- **RECORDS FOR PROCESSING**
[Start of section]
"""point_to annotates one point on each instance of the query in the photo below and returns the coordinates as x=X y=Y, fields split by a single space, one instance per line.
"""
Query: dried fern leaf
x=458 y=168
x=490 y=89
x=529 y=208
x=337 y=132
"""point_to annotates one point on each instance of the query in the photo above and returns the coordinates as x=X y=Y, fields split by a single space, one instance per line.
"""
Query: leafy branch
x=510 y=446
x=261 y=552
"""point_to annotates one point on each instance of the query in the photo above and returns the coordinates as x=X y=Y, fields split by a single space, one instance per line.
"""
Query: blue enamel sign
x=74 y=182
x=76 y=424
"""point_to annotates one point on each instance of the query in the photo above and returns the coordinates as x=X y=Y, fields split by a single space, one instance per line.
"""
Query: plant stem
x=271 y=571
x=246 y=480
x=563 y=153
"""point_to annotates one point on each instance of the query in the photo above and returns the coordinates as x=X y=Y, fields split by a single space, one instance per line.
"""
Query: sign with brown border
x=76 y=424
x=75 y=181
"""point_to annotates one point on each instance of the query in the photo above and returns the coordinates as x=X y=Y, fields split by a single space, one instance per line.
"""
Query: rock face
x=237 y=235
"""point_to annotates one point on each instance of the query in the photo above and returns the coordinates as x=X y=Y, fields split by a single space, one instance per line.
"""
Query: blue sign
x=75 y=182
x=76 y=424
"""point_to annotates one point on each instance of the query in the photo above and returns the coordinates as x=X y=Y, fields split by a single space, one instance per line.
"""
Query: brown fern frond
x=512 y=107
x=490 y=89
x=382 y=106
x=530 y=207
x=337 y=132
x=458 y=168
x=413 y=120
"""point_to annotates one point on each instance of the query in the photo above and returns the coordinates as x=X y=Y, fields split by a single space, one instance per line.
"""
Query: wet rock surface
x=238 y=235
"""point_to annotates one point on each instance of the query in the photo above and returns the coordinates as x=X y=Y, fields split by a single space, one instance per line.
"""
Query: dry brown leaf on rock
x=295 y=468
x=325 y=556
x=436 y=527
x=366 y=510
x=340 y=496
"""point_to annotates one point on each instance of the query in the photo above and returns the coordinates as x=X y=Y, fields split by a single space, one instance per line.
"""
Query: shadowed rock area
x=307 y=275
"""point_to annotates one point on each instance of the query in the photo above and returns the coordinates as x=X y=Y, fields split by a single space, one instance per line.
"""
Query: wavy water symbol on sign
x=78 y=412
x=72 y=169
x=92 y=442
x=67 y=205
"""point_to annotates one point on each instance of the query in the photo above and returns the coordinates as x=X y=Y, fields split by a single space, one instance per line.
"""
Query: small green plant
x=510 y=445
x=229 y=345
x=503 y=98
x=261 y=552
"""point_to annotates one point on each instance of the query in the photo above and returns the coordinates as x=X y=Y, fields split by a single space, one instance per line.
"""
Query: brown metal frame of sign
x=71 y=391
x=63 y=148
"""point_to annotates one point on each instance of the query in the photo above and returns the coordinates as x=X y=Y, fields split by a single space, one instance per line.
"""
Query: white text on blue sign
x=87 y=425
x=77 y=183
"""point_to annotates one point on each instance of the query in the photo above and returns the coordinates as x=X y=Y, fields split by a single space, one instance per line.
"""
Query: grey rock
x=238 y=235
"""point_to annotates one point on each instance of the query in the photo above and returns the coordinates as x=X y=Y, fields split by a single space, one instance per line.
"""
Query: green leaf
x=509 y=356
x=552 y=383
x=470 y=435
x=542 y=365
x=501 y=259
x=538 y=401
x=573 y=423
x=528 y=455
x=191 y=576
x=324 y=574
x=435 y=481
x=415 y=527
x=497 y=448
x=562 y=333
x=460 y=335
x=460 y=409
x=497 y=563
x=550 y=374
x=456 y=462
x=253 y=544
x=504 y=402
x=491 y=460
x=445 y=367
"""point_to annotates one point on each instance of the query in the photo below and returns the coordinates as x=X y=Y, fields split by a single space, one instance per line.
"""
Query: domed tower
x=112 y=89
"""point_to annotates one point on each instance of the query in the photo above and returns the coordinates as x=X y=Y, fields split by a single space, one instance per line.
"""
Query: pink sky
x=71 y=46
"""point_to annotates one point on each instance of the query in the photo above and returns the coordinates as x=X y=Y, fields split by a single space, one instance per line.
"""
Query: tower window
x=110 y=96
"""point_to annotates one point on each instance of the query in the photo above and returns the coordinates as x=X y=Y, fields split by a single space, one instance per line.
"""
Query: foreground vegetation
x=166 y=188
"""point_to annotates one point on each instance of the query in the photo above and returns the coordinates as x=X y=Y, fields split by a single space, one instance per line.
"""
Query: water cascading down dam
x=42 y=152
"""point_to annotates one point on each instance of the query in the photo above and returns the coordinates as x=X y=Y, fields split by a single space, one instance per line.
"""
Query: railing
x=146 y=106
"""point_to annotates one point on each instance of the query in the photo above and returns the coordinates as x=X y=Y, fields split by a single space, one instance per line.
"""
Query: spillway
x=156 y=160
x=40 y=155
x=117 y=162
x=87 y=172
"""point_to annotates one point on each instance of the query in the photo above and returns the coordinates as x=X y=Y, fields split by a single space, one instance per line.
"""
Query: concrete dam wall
[End of section]
- **HOW TO COMPLETE THIS TASK**
Repeat the entries exactly as they appear.

- **REPLY TO THE TASK**
"""point_to annotates one point on each instance of the query in the photo below and returns the coordinates as x=X y=Y, fields split by a single space, one instance per line.
"""
Query: dried fern leaf
x=458 y=168
x=490 y=89
x=529 y=208
x=337 y=132
"""point_to annotates one point on each instance of the query in the photo above and returns the coordinates as x=X y=Y, fields split by a single space, one instance per line.
"""
Query: leafy branch
x=510 y=446
x=261 y=552
"""point_to annotates one point on each instance of the query in the photo above and returns the coordinates as x=X y=Y, fields split by a single space, one instance per line.
"""
Query: blue enamel sign
x=74 y=182
x=76 y=424
"""point_to annotates one point on each instance of the query in the photo above and returns the coordinates as x=X y=Y, fields split by a single space, one instance per line.
"""
Query: plant stem
x=271 y=571
x=246 y=480
x=563 y=153
"""point_to annotates one point on each instance of the query in the photo above and returns the coordinates as x=X y=Y, fields split by a single space, one instance per line.
"""
Query: sign with brown border
x=76 y=424
x=75 y=181
"""point_to annotates one point on each instance of the query in the photo above and returns the coordinates as x=X y=Y, fields split by a single space, one instance per line.
"""
Query: rock face
x=237 y=235
"""point_to annotates one point on each instance of the query in the photo above and returns the coordinates as x=X y=Y, fields split by a single space, one instance per line.
"""
Query: blue sign
x=75 y=182
x=76 y=424
"""point_to annotates one point on each instance of the query in the photo above and returns the coordinates as x=X y=Y, fields split by a single space, one instance per line.
"""
Query: brown fern frond
x=512 y=107
x=490 y=89
x=382 y=106
x=530 y=207
x=337 y=132
x=458 y=168
x=413 y=120
"""point_to annotates one point on each instance of the query in the photo above and returns the coordinates as x=X y=Y, fields split by a single space, one instance per line.
"""
Query: wet rock surface
x=238 y=235
"""point_to annotates one point on each instance of the query in the photo above and returns the coordinates as x=X y=Y, fields split by a single space, one instance per line.
"""
Query: dry brown leaf on rock
x=295 y=468
x=325 y=556
x=436 y=527
x=366 y=510
x=340 y=496
"""point_to annotates one point on each instance of the query in the photo above and returns the coordinates as x=X y=Y, fields split by a single space, one instance per line.
"""
Query: shadowed rock area
x=307 y=275
"""point_to annotates one point on each instance of the query in the photo above and returns the coordinates as x=X y=Y, fields split by a single space, one instance per line.
"""
Query: wavy water symbol on sign
x=78 y=412
x=72 y=169
x=92 y=442
x=67 y=205
"""point_to annotates one point on each instance of the query in the photo above and returns the coordinates as x=X y=Y, fields split by a single space, one instance per line.
"""
Query: small green plant
x=510 y=445
x=229 y=345
x=503 y=98
x=261 y=552
"""point_to annotates one point on each instance of the query in the photo above and returns the coordinates as x=X y=Y, fields split by a single space, one instance per line.
"""
Query: brown metal frame of sign
x=71 y=391
x=63 y=148
"""point_to annotates one point on each instance of the query in the photo above and returns the coordinates as x=X y=Y, fields split by a single space, one instance per line.
"""
Query: white text on blue sign
x=87 y=425
x=77 y=183
"""point_to annotates one point on each instance of the query in the photo above and returns the coordinates as x=X y=Y, fields split by a single space, one instance per line.
"""
Query: grey rock
x=238 y=235
"""point_to annotates one point on each instance of the query in the photo above and returns the coordinates as x=X y=Y, fields split by a single space, one instance per line.
"""
Query: green leaf
x=509 y=356
x=552 y=383
x=470 y=435
x=542 y=365
x=501 y=259
x=538 y=401
x=573 y=423
x=528 y=455
x=191 y=576
x=324 y=574
x=435 y=481
x=415 y=527
x=497 y=448
x=562 y=333
x=460 y=335
x=460 y=409
x=497 y=563
x=550 y=374
x=456 y=462
x=253 y=544
x=504 y=402
x=491 y=460
x=445 y=367
"""point_to annotates one point on each instance of the query in the photo below and returns the coordinates as x=X y=Y, fields split by a single space, one instance per line.
"""
Query: domed tower
x=112 y=89
"""point_to annotates one point on each instance of the query in the photo above and returns the coordinates as x=X y=Y, fields split by a single space, one instance per line.
"""
Query: pink sky
x=71 y=46
"""point_to annotates one point on each instance of the query in the photo above and returns the coordinates as x=X y=Y, fields split by a single space, one instance per line.
"""
Query: tower window
x=110 y=96
"""point_to annotates one point on each instance of the query in the photo above and returns the coordinates as x=X y=Y, fields split by a single space, one instance per line.
"""
Query: foreground vegetation
x=166 y=188
"""point_to annotates one point on each instance of the query in the photo above and returns the coordinates as x=X y=Y, fields split by a single space, one instance per line.
"""
Query: water cascading down dam
x=42 y=152
"""point_to annotates one point on each instance of the query in the photo above and returns the coordinates as x=X y=Y, fields split by a single space, one instance per line.
"""
Query: railing
x=146 y=106
"""point_to annotates one point on each instance of the query in the photo above and returns the coordinates as x=X y=Y, fields split by a single space, one instance per line.
"""
Query: spillway
x=156 y=160
x=40 y=155
x=117 y=162
x=87 y=172
"""point_to annotates one point on each instance of the query in the photo above and returns the coordinates as x=X y=Y, fields split by a single space, one instance per line.
"""
Query: concrete dam wall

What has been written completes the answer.